◆ **Work to be completed**:
For the copy, please give all of the data again exactly and leave the pictures out.

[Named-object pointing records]
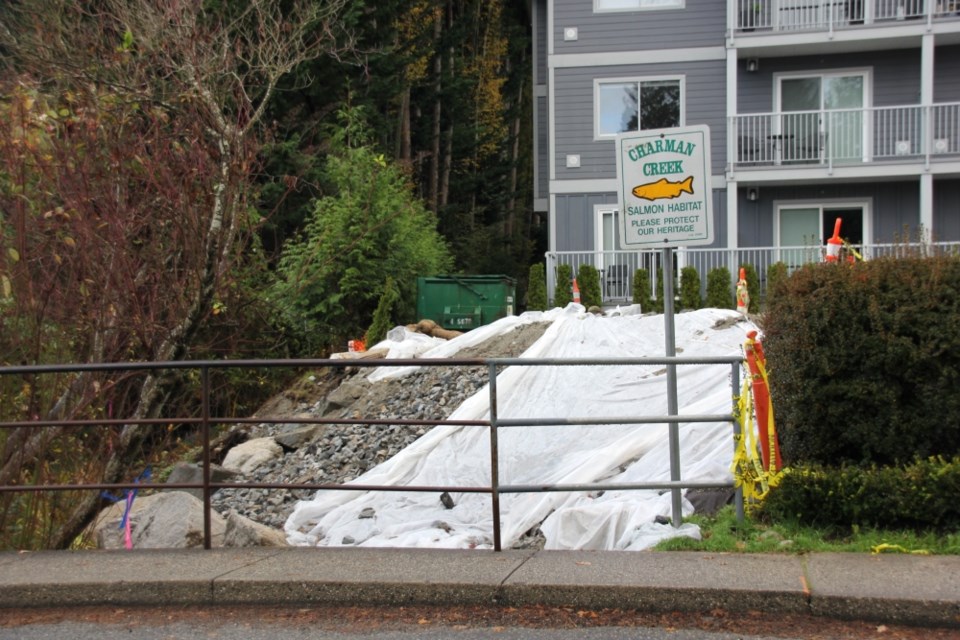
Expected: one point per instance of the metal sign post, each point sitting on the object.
(663, 178)
(672, 404)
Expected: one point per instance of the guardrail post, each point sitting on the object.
(672, 404)
(205, 435)
(494, 456)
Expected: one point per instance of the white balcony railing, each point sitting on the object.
(825, 15)
(845, 136)
(618, 268)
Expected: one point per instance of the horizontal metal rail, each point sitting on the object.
(206, 421)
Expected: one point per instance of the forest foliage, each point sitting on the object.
(176, 182)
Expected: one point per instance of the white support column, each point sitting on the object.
(926, 99)
(926, 207)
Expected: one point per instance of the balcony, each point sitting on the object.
(915, 135)
(753, 16)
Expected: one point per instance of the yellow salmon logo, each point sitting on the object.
(663, 188)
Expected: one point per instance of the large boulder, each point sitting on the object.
(294, 436)
(251, 454)
(166, 520)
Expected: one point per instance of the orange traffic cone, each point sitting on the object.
(834, 243)
(766, 430)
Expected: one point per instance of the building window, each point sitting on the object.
(632, 105)
(801, 229)
(633, 5)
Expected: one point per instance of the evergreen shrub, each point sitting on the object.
(689, 288)
(753, 287)
(919, 496)
(562, 293)
(641, 290)
(382, 315)
(658, 305)
(588, 280)
(719, 292)
(864, 361)
(537, 288)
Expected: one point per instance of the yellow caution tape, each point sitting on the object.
(896, 548)
(748, 472)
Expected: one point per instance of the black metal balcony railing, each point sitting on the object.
(205, 422)
(799, 139)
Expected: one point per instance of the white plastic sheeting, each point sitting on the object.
(453, 455)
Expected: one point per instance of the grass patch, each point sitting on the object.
(722, 533)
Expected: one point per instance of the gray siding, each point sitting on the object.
(543, 150)
(946, 73)
(701, 23)
(946, 208)
(576, 222)
(574, 118)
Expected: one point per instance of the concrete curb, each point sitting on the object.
(911, 590)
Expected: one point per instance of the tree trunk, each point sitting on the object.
(433, 190)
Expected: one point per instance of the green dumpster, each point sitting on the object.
(465, 302)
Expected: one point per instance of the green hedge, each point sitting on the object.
(919, 496)
(864, 361)
(641, 290)
(689, 288)
(588, 281)
(720, 294)
(776, 277)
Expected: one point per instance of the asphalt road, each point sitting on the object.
(255, 631)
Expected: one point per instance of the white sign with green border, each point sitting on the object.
(664, 188)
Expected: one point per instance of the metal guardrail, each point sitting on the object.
(205, 421)
(616, 268)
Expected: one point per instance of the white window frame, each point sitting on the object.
(599, 212)
(667, 4)
(864, 72)
(866, 204)
(598, 82)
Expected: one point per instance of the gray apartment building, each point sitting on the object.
(818, 110)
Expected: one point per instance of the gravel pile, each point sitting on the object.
(337, 453)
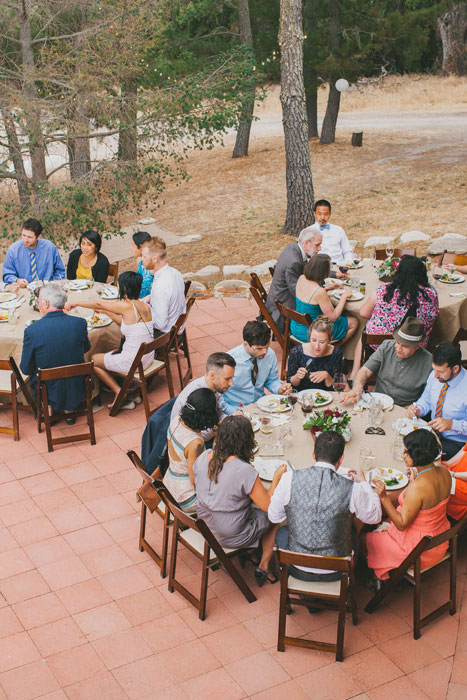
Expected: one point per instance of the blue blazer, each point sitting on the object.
(56, 339)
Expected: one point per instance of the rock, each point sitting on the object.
(206, 271)
(149, 220)
(234, 269)
(191, 238)
(452, 242)
(412, 236)
(377, 240)
(263, 268)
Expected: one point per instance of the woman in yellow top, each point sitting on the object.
(87, 262)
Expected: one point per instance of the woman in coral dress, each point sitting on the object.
(421, 511)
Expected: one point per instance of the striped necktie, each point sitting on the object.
(33, 265)
(440, 402)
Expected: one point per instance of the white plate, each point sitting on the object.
(272, 404)
(267, 467)
(103, 320)
(7, 296)
(386, 400)
(356, 295)
(388, 473)
(110, 293)
(324, 394)
(456, 279)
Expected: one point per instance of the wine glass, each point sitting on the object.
(339, 382)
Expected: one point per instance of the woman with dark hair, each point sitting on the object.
(135, 319)
(139, 238)
(227, 486)
(185, 444)
(312, 299)
(87, 262)
(421, 511)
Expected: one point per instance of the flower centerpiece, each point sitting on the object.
(329, 419)
(387, 268)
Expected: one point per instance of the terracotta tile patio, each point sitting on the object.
(85, 616)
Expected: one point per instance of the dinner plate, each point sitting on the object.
(356, 295)
(455, 279)
(325, 394)
(267, 467)
(103, 320)
(7, 296)
(384, 399)
(385, 474)
(272, 403)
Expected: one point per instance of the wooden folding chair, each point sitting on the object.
(369, 339)
(112, 276)
(453, 259)
(411, 570)
(329, 595)
(290, 315)
(160, 344)
(380, 253)
(155, 505)
(180, 342)
(9, 389)
(198, 539)
(84, 369)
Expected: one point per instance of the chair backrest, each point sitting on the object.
(256, 282)
(113, 273)
(380, 253)
(65, 372)
(140, 467)
(315, 561)
(453, 259)
(372, 339)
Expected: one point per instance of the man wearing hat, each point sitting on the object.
(401, 366)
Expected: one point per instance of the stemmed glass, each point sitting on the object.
(339, 382)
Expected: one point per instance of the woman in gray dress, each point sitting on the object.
(227, 486)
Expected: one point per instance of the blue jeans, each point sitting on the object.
(282, 541)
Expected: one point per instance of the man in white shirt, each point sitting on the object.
(168, 288)
(335, 242)
(319, 506)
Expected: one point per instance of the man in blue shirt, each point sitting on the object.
(445, 398)
(32, 258)
(255, 369)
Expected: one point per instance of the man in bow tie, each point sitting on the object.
(335, 242)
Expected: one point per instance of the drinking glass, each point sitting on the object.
(339, 382)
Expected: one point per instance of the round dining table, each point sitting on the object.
(452, 308)
(101, 339)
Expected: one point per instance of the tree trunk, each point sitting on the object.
(243, 134)
(452, 28)
(14, 149)
(328, 130)
(128, 133)
(78, 144)
(31, 113)
(299, 182)
(310, 76)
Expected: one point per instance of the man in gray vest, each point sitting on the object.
(320, 505)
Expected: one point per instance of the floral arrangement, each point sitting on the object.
(388, 267)
(328, 419)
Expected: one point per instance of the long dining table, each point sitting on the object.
(452, 309)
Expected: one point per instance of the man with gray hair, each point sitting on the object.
(288, 269)
(55, 340)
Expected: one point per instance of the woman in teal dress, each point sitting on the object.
(312, 299)
(139, 238)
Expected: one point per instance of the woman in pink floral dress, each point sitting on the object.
(408, 294)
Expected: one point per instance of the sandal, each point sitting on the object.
(262, 576)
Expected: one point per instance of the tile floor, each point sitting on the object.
(84, 615)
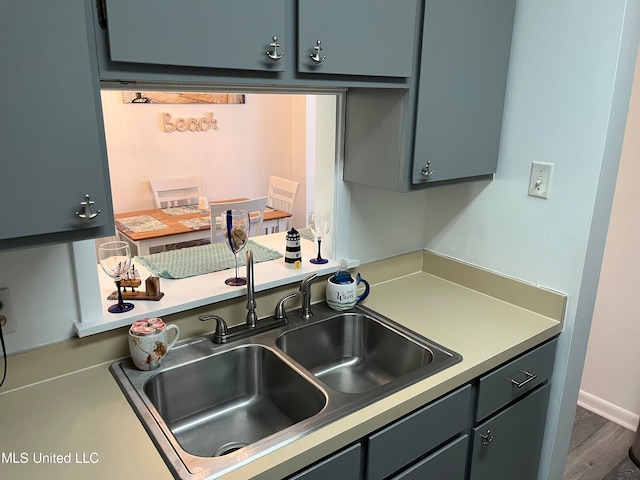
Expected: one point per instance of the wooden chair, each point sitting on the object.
(255, 208)
(176, 192)
(280, 196)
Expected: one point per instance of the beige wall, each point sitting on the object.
(611, 379)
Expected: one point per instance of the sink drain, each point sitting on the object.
(228, 448)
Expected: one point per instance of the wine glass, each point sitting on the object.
(115, 259)
(235, 229)
(319, 223)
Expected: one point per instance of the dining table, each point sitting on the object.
(159, 227)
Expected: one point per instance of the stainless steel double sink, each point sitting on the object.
(211, 408)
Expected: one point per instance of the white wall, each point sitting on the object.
(611, 379)
(263, 137)
(566, 104)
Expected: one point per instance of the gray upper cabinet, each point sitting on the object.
(231, 42)
(51, 127)
(465, 60)
(357, 37)
(223, 34)
(447, 126)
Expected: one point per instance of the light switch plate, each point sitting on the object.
(540, 179)
(7, 315)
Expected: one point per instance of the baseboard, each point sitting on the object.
(608, 410)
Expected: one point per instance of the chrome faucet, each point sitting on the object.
(224, 334)
(252, 318)
(305, 288)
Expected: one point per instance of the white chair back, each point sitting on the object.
(176, 192)
(282, 194)
(255, 208)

◆ **Solution**:
Expected: one point per instance of the metal sign post, each point sitting on the object.
(663, 178)
(672, 404)
Expected: one point per instance of the guardrail post, each point sitting on the object.
(672, 404)
(205, 435)
(494, 456)
Expected: one point per instance of the white balcony railing, each point sitting on the object.
(825, 15)
(845, 136)
(618, 268)
Expected: one point per instance of the horizontal metal rail, each point sitting on the object.
(206, 421)
Expected: one point per instance of the forest foliage, each point sitting on the object.
(176, 182)
Expected: one point per instance of the white support column, each point sitting on the object.
(926, 99)
(926, 207)
Expected: one point per instance of the balcony, each point sitting on the object.
(915, 135)
(753, 16)
Expected: one point per instance of the yellow salmon logo, each point sitting on the object.
(663, 188)
Expected: one point per instance of the large boulder, each point sitting on the object.
(294, 436)
(251, 454)
(166, 520)
Expected: one point per instance of the orange traffic cone, each point sitting on the object.
(834, 243)
(766, 430)
Expected: one point per instance of the building window, each point sitting on the object.
(632, 105)
(801, 229)
(633, 5)
Expected: one point per instance of the evergreen shrub, each point sitting on the object.
(689, 288)
(753, 287)
(919, 496)
(562, 293)
(641, 290)
(382, 315)
(658, 305)
(588, 280)
(719, 292)
(864, 361)
(537, 288)
Expected: one point per instance of the yellow caution tape, each point sitting on the object.
(896, 548)
(748, 472)
Expected: one point per instance of the black metal balcony railing, each point sitting on the object.
(205, 422)
(799, 139)
Expected: one point per instance of the white plastic sheeting, each point sitting on the object.
(453, 455)
Expected: one point per instance of the grass patch, each point sitting on the object.
(722, 533)
Expected: one point per instance of the gray siding, each point sitting on the object.
(543, 150)
(946, 73)
(701, 23)
(946, 208)
(576, 222)
(574, 118)
Expected: one point per instance of the concrete curb, each point sitting on the object.
(911, 590)
Expected: one point per instance of the tree trunk, each point sitting on the object.
(433, 190)
Expected: one point per instance of the green dumpster, each point sitting on the object.
(465, 302)
Expected: one point per instance of the green hedge, each point sitting on the object.
(919, 496)
(864, 361)
(641, 290)
(689, 288)
(588, 281)
(720, 294)
(776, 277)
Expected: one point per instance of the asphalt road, each point sitting on the object.
(255, 631)
Expected: one point per instance of the white sign with green border, each point sitting on the object.
(664, 188)
Expected: one point per instance of the metal guardrail, each point sitting on the object.
(205, 421)
(616, 268)
Expected: one point per instance of the white window frame, each point sitting on the object.
(599, 212)
(667, 4)
(864, 72)
(866, 204)
(598, 82)
Expected: one point per instance of the gray apartment building, each point sitting on the object.
(818, 110)
Expected: one point per instance of the gravel pile, each point sitting on the object.
(337, 453)
Expected: one point per instance of the blue blazer, each point sitting on the object.
(56, 339)
Expected: one point per instance of the rock, each point sitting on the object.
(206, 271)
(149, 220)
(234, 269)
(191, 238)
(452, 242)
(412, 236)
(377, 240)
(263, 268)
Expected: one point per instance of the woman in yellow top, each point sitting on the object.
(87, 262)
Expected: one point per instance of the woman in coral dress, each point sitting on the object.
(421, 511)
Expected: one point per instance of the striped necktie, each point sitting on the object.
(33, 265)
(440, 402)
Expected: one point per instance of the white plate, each point sitting on the object.
(272, 404)
(267, 467)
(103, 320)
(7, 296)
(386, 400)
(356, 295)
(388, 473)
(110, 293)
(324, 394)
(456, 279)
Expected: one point per instance of the wine glass, each point sitting on the object.
(339, 382)
Expected: one point per instance of the woman with dark hair, each point sitting on the object.
(135, 319)
(139, 238)
(227, 486)
(185, 444)
(312, 299)
(87, 262)
(421, 511)
Expected: one point per instance of the flower centerpiece, each point sitting on the object.
(329, 419)
(387, 268)
Expected: one point per instance of the terracotta tile patio, each point sitting on the object.
(85, 616)
Expected: one point per instance of the dinner plate, each point sitting on the object.
(356, 295)
(455, 279)
(325, 394)
(267, 467)
(103, 320)
(7, 296)
(384, 399)
(385, 474)
(272, 403)
Expected: one point per instance of the wooden folding chair, each point sitting on the object.
(369, 339)
(112, 276)
(453, 259)
(411, 570)
(329, 595)
(290, 315)
(160, 344)
(380, 253)
(155, 505)
(180, 342)
(9, 389)
(198, 539)
(84, 369)
Expected: one point per instance of the chair backrest, each point sitting on the object.
(256, 282)
(113, 273)
(380, 253)
(65, 372)
(140, 467)
(315, 561)
(453, 259)
(372, 339)
Expected: one point per instance of the man wearing hat, each point sitting on the object.
(401, 366)
Expected: one point per instance of the stemmed glass, each point sitting on the object.
(339, 382)
Expected: one point per instance of the woman in gray dress, each point sitting on the object.
(227, 486)
Expected: one point per instance of the blue jeans, each point sitting on the object.
(282, 541)
Expected: one point per instance of the man in white shirt, each point sitting on the object.
(168, 288)
(335, 242)
(319, 506)
Expected: one point per instance of the man in blue shirt, each point sitting on the object.
(445, 398)
(32, 258)
(255, 369)
Expected: one point per instance of the man in bow tie, each point sitting on the object.
(335, 242)
Expected: one point per instance of the drinking glass, each point sitting on the object.
(339, 382)
Expected: one point per instance of the round dining table, each point sitting on the object.
(452, 308)
(101, 339)
Expected: one point per instance of the tree trunk, each point sitting on the object.
(243, 134)
(452, 28)
(14, 149)
(328, 130)
(128, 133)
(78, 144)
(31, 113)
(299, 182)
(310, 76)
Expected: one point per instance of the man in gray vest, each point sitting on the object.
(320, 505)
Expected: one point per instance of the floral arrangement, each point sitting on the object.
(388, 267)
(328, 419)
Expected: one point per instance of the long dining table, each point sitting on the object.
(452, 309)
Expected: one point per instance of the man with gray hair, each point sitting on the object.
(288, 269)
(55, 340)
Expected: one point per instance of the woman in teal dress, each point sitting on the object.
(312, 299)
(139, 238)
Expected: one point per instance of the woman in pink floral dress, each point sitting on the object.
(408, 294)
Expected: one point per instance of the sandal, each point sitting on the object.
(262, 576)
Expected: one point per instance of the tile floor, each point sitting on the object.
(84, 615)
Expected: one point per instance of the wooden chair, each point sitting on the object.
(255, 208)
(176, 192)
(280, 196)
Expected: one point per instance of the beige wall, each point sitting on the object.
(611, 379)
Expected: one point per instance of the sink drain, each point sitting on the object.
(228, 448)
Expected: one point per instance of the wine glass, each point sitting on the object.
(115, 259)
(235, 229)
(319, 223)
Expected: one point per instance of the dining table, each point sitting on the object.
(159, 227)
Expected: one point per instance of the stainless steel double sink, each point sitting on the object.
(211, 408)
Expected: one point per instance of the white wall, each point sitting on the object.
(611, 379)
(263, 137)
(566, 104)
Expected: one point per instance of the gray upper cabinet, each point sitting on the object.
(231, 42)
(51, 127)
(465, 60)
(357, 37)
(223, 34)
(447, 126)
Expected: one point per instance of the light switch plate, each point sitting on the object.
(540, 179)
(7, 315)
Expected: one point per instance of the baseboard, each point sitting on the object.
(608, 410)
Expected: one point per instance of the chrome faucet, each point sitting on the object.
(224, 334)
(252, 318)
(305, 288)
Expected: one point per instance of the white chair back, each point sitting on the object.
(176, 192)
(282, 194)
(255, 208)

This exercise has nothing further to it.